■ TEXT
Aerial view of Steffisburg from an observation balloon between 1914-1918

Aerial view (1954)

Steffisburg is first mentioned in 1133 as Stevensburc. The municipality was formerly known by its French name Steffisbourg.

The area around Steffisburg has been inhabited since the Neolithic era and remained occupied during the Bronze Age. Traces of a Roman site were discovered in Schwäbis. Early medieval graves have been discovered at Zelgmatte and Klosterhubel. By the High Middle Ages the entire Zulgtal, including Steffisburg, was owned by the local Freiherr von Heimberg family. Under the Zähringer family, the Grafschaft of Thun expanded to include the village. When they died out in 1218 it passed to the Kyburgs, who made Steffisburg a fief for several different Ministerialis (unfree knights in the service of a feudal overlord) families. One of these families, the von Kien, built what became known as the Kleine Höchhus in the 14th century, when they administered the municipality. Today, the Kleine Höchhus is one of the oldest buildings in the municipality. Steffisburg became the center of a local court jurisdiction. Over the following years portions of the village and surrounding farms were donated to several local monasteries.

On 11 November 1382, Rudolf II von Kyburg, attempted unsuccessfully to attack Solothurn. His attack started the Burgdorferkrieg (also Kyburgerkrieg) with the Old Swiss Confederacy. Bern used the war to expand north into the Aargau and south into the Oberland. As part of the peace treaty, Bern bought the city of Thun and all its surrounding lands including Steffisburg. By the 15th century ownership of the town passed from former Kyburg nobles to Bernese patricians. In 1480 the Bernese Schultheiss Heinrich Matter built the Grosse Höchhus near the Kleine Höchhus and on the ruins of Stevensburc castle. While the Höchhus was rebuilt several times over the centuries it remained essentially unchanged.

Under Bernese rule, the town remained the center of a court. The court house was built in 1543 and in 1549 it became a tavern in addition to being the courthouse. While it was part of the District of Thun, Steffisburg retained a measure of independence. They had their own laws, which were first codified in 1405 and remained in effect until 1834. In 1476 they raised their own company of soldiers who marched under their own banner but were under Thun's overall command. In 1553 they raised a company of riflemen who drilled in Steffisburg, separate from Thun's military. During the 1641 and 1653 peasant revolts the soldiers from Steffisburg rose up against the cities of Thun and Bern. Though the revolt was unsuccessful, Steffisburg retained its position as a regional center and court. A leader of the revolt, Hans Berger from Steffisburg, fled the country to escape execution for his role in the uprising.

■ WHAT TO PRODUCE
Pick up the history of Steffisburg after its last sentence and continue it.

■ RECORDS SUPPLIED
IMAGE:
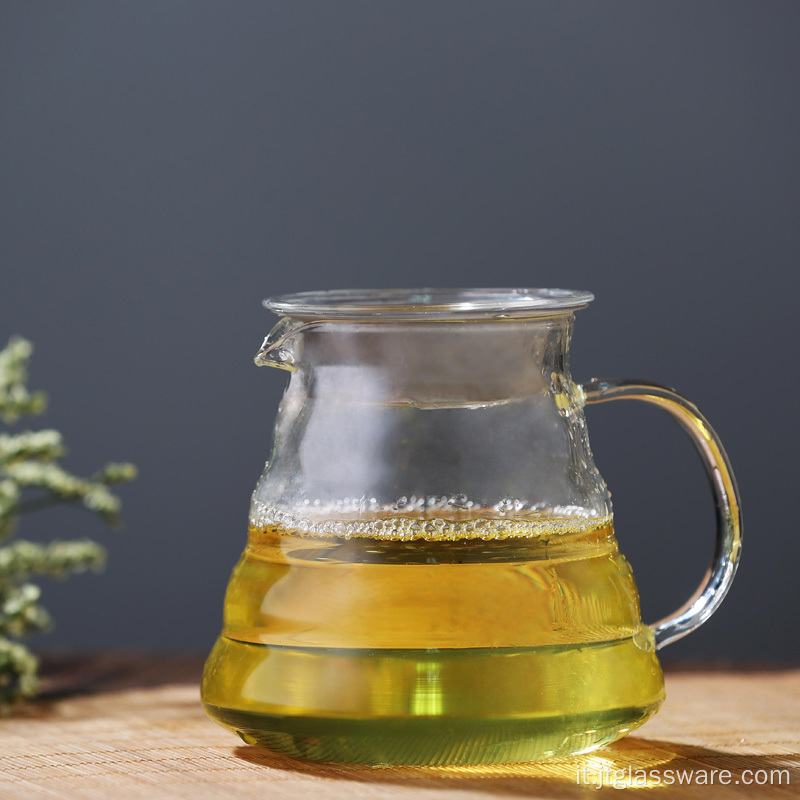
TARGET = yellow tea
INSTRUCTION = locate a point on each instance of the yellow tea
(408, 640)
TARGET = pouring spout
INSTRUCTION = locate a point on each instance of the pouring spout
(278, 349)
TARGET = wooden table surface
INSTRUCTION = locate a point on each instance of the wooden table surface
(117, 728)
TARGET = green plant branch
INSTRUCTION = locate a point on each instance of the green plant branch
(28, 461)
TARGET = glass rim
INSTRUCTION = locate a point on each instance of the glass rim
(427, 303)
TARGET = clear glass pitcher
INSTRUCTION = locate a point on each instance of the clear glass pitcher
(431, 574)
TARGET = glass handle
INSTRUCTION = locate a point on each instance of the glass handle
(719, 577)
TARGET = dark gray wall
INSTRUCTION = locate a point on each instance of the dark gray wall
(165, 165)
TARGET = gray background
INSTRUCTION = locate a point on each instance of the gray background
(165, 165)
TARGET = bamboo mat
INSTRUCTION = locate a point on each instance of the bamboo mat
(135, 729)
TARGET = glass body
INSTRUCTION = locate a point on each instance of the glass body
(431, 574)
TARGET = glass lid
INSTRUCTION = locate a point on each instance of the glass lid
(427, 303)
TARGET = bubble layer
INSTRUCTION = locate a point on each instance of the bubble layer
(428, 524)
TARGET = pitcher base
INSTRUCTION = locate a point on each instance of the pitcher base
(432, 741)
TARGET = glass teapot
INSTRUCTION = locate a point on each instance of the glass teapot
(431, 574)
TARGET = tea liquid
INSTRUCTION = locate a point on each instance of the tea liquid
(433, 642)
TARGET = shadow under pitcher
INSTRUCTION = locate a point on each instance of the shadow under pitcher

■ EXERCISE RESPONSE
Following the 1798 French invasion, Steffisburg became the capital of the Helvetic Republic Steffisburg district. After the collapse of the Republic and 1803 Act of Mediation it joined the newly created Thun District.

The town's parish church was first built in the late 7th or early 8th century. It was replaced with a new building in the 9th or 10th century. It was first mentioned in 1224 as the Church of St. Stephan, which was the center of a large parish which covered the entire Zulg river valley (Zulgtal). The bell tower was added between 1320 and 1500. In 1528, Bern adopted the new faith of the Protestant Reformation and the church at Steffisburg converted. The attached ossuary chapel was demolished soon thereafter. In the following century the Anabaptist faith became popular in the upper Zulgtal. To help curb this faith's popularity, in 1693 a large parish church was built in Schwarzenegg (now part of Oberlangenegg) and the Steffisburg parish divided. In 1681 the current church building was built in Steffisburg, incorporating elements from the 9th- or 10th-century building.

Traditionally the local economy was fairly diverse. The farmers raised crops on the valley floor and raised livestock in alpine meadows during the summer before bringing them down for the winter. By the 14th century there were vineyards on the sunny south facing mountain slopes. The Zulg river provided power for a number of grain mills, saw mills, fulling mills and later gunpowder mills. In the 1700s pottery factories and several brick factories opened in the town. In 1809 a brewery opened, followed by a second in 1818. During the 19th century the Aare and Zulg river correction projects helped drain swampy land and protected the growing town from flooding. The town was located on the Bern-Thun road, which was expanded in the 19th century bringing additional business to the area. The completion of a road to the upper Emmental which passed through Steffisburg in 1895–1900 brought more traffic and money, as did the Burgdorf-Thun railroad on 1899 and the Steffisburg-Thun-Interlaken tram in 1913. Since 1900, the town has experienced several housing booms as commuters move to Steffisburg to be close to jobs in Thun.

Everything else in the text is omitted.